Segment Start: Study text
There's a disease infecting many of our churches. I call it Cool Church Cancer.
It's a progressive disease that happens in three steps:
Step 1: A cool, new church comes to town. Or a cool, new pastor.
Step 2: Some people leave our church for the cool church.
Step 3: We respond with anger, jealousy or both.
(Note: sometimes steps two and three happen in reverse order.)
I know about this first-hand, because there are a lot of cool, new churches where I live, in Orange County, California. Cool big churches. Cool huge churches. Cool super-duper-mega-churches.
My church isn’t one of them.
Instead, every Sunday morning, thousands of church-goers drive past our front door on their way to dozens of cool churches.
That used to bother me. A lot.
As I outline in the second chapter of The Grasshopper Myth, “How Trying to Build a Big Church Nearly Killed Me – and My Church”, I tried to copy the cool churches. Then I got jealous of them. Then I got mad. Then I burned out.
Finally, I grew tired of feeling jealous, got help, started redefining success and changed my attitudes and actions.
Today, I’m a Cool Church Cancer survivor.
The first step in my cure? Recognizing that the cool church wasn't the cancer. My anger and jealousy of them were the cancer. And it was killing me and my church, not them.
Segment End: Study text
Segment Start: Recorded information
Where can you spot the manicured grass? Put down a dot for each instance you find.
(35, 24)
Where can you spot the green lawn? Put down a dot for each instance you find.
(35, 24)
Segment End: Recorded information
**Problems to solve**
**a)** In the text on Cool Church Cancer, where does the writer live?
**b)** Duplicate the text on Cool Church Cancer between "Step 3: We respond" and "attitudes and actions.", inclusive.
**c)** Write the next part of the text on Cool Church Cancer, picking up after its last sentence.
The data have no connection to the text on Cool Church Cancer.

**Per-task outputs**
**a)** In Orange County, California.

**b)**
Step 3: We respond with anger, jealousy or both.
(Note: sometimes steps two and three happen in reverse order.)
I know about this first-hand, because there are a lot of cool, new churches where I live, in Orange County, California. Cool big churches. Cool huge churches. Cool super-duper-mega-churches.
My church isn’t one of them.
Instead, every Sunday morning, thousands of church-goers drive past our front door on their way to dozens of cool churches.
That used to bother me. A lot.
As I outline in the second chapter of The Grasshopper Myth, “How Trying to Build a Big Church Nearly Killed Me – and My Church”, I tried to copy the cool churches. Then I got jealous of them. Then I got mad. Then I burned out.
Finally, I grew tired of feeling jealous, got help, started redefining success and changed my attitudes and actions.

**c)**
Here are seven lessons I learned the hard way. I hope they can help you so you don't make the same mistakes I made.
1. Don’t Get Mad, Get Healthy
It’s so easy to get mad when people leave our church for the cool, new church.
- We get mad at the cool church. “They’re just about entertaining people, not deep teaching.”
- We get mad at the people who left our church. “They’re so shallow to chase fads and cool programs for their kids.”
- We get mad at the people in our church. “What’s wrong with them? If they'd step up, we’d be a cool church, too!”
- We get mad at ourselves. “What am I doing wrong?”
- We get mad at God. “I’m being so faithful. Why aren’t you honoring that, Lord?”
Jealousy and anger are like weeds in the garden. We need to root them out. Then we need to replace them with healthy plants. There's no bigger enemy to nasty weeds than a healthy garden.